Text to read:

Cluster quorum— The cluster quorum maintains the definitive cluster configuration data and the current state of each node, each Services and Applications group, and each resource and network in the cluster. Furthermore, when each node reads the quorum data, depending on the information retrieved, the node determines if it should remain available, shut down the cluster, or activate any particular Services and Applications groups on the local node. To extend this even further, failover clusters can be configured to use one of four different cluster quorum models and essentially the quorum type chosen for a cluster defines the cluster. For example, a cluster that utilizes the Node and Disk Majority Quorum can be called a Node and Disk Majority cluster.
Cluster witness disk or file share— The cluster witness or the witness file share are used to store the cluster configuration information and to help determine the state of the cluster when some, if not all, of the cluster nodes cannot be contacted.
Generic cluster resources— Generic cluster resources were created to define and add new or undefined services, applications, or scripts that are not already included as available cluster resources. Adding a custom resource provides the ability for that resource to be failed over between cluster nodes when another resource in the same Services and Applications group fails. Also, when the group the custom resource is a member of moves to a different node, the custom resource will follow. One disadvantage or lack of functionality with custom resources is that the Failover Clustering feature cannot actively monitor the resource and, therefore, cannot provide the same level of resilience and recoverability as with predefined cluster resources. Generic cluster resources include the generic application, generic script, and generic service resource.
Shared storage— Shared storage is a term used to represent the disks and volumes presented to the Windows Server 2008 R2 cluster nodes as LUNs. In particular, shared storage can be accessed by each node on the cluster, but not simultaneously.
Cluster Shared Volumes— A Cluster Shared Volume is a disk or LUN defined within the cluster that can be accessed by multiple nodes in the cluster simultaneously. This is unlike any other cluster volume, which normally can only be accessed by one node at a time, and currently the Cluster Shared Volume feature is only used on Hyper-V clusters but its usage will be extended in the near future to any failover cluster that will support live migration.
LUN— LUN stands for Logical Unit Number. A LUN is used to identify a disk or a disk volume that is presented to a host server or multiple hosts by a shared storage array or a SAN. LUNs provided by shared storage arrays and SANs must meet many requirements before they can be used with failover clusters but when they do, all active nodes in the cluster must have exclusive access to these LUNs.
Failover — Failover is the process of a Services and Applications group moving from the current active node to another available node in the cluster when a cluster resource fails. Failover occurs when a server becomes unavailable or when a resource in the cluster group fails and cannot recover within the failure threshold.

Your instructions:
Answer these questions using the failover clustering text:
1. How many cluster quorum models can failover clusters be configured to use?
2. On which clusters is the Cluster Shared Volume feature currently used?
3. What does LUN stand for?
This data has nothing to do with the failover clustering text.

(Bounding-box data)
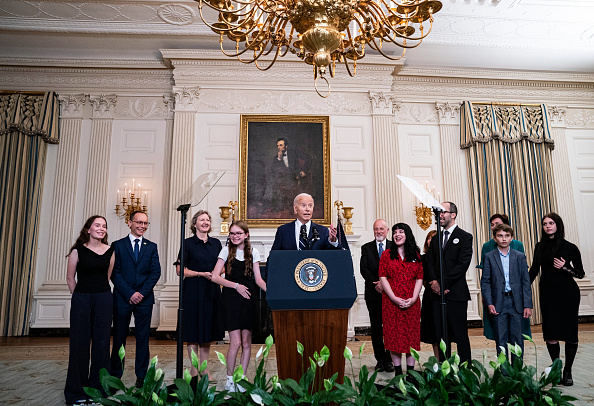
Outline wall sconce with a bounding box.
[115,179,147,223]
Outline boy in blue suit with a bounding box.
[111,211,161,387]
[481,224,532,364]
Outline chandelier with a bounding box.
[195,0,441,97]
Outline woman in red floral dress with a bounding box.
[379,223,423,375]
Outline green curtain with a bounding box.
[460,102,557,323]
[0,92,59,336]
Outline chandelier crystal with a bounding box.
[195,0,442,97]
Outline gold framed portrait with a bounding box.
[239,115,332,228]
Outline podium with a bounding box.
[266,250,357,382]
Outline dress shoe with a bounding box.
[561,369,573,386]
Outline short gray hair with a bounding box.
[293,193,313,206]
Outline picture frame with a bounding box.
[238,115,332,228]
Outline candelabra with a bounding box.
[115,179,147,223]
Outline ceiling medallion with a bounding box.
[195,0,442,97]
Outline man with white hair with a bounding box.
[271,193,340,250]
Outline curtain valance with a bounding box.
[0,92,60,144]
[460,101,555,149]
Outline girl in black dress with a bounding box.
[212,221,266,392]
[175,210,225,376]
[64,216,115,405]
[530,213,584,386]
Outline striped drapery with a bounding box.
[0,92,59,336]
[460,102,556,324]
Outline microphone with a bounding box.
[311,227,320,241]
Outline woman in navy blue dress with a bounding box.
[175,210,224,376]
[64,216,115,405]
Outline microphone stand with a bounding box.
[433,206,452,358]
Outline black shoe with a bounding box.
[561,369,573,386]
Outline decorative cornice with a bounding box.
[58,93,87,119]
[89,94,118,118]
[547,106,567,127]
[435,102,460,125]
[369,92,396,116]
[173,86,200,111]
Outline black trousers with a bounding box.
[64,291,113,404]
[111,304,153,379]
[365,300,391,363]
[432,297,471,362]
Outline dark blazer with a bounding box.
[360,239,392,301]
[481,249,532,313]
[425,227,472,302]
[111,236,161,308]
[271,220,341,250]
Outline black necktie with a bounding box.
[134,238,140,261]
[299,224,308,250]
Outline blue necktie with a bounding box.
[134,238,140,261]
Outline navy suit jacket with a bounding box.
[111,236,161,308]
[481,248,532,313]
[271,220,341,250]
[360,238,392,301]
[425,227,472,302]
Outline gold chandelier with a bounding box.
[195,0,441,97]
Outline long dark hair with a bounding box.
[390,223,420,262]
[225,220,254,276]
[535,212,565,263]
[66,214,107,256]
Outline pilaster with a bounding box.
[83,94,117,219]
[32,93,86,328]
[369,92,402,224]
[158,87,200,331]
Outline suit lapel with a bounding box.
[122,237,136,262]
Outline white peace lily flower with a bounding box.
[250,393,264,405]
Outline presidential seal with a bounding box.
[295,258,328,292]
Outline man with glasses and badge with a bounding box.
[111,211,161,387]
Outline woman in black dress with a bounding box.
[212,221,266,392]
[530,213,584,386]
[175,210,224,376]
[64,216,115,405]
[421,230,439,358]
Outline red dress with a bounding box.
[379,249,423,353]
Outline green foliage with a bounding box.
[85,336,576,406]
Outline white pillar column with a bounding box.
[369,92,402,224]
[158,87,200,331]
[83,95,117,220]
[32,93,85,328]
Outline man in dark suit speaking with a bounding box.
[111,211,161,387]
[271,193,340,250]
[426,202,472,362]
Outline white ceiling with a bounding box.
[0,0,594,73]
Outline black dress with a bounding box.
[221,250,258,331]
[64,244,113,404]
[530,240,584,343]
[175,235,225,344]
[421,254,438,344]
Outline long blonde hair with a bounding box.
[225,220,254,276]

Answer for this exercise:
1. Four
2. Hyper-V clusters
3. Logical Unit Number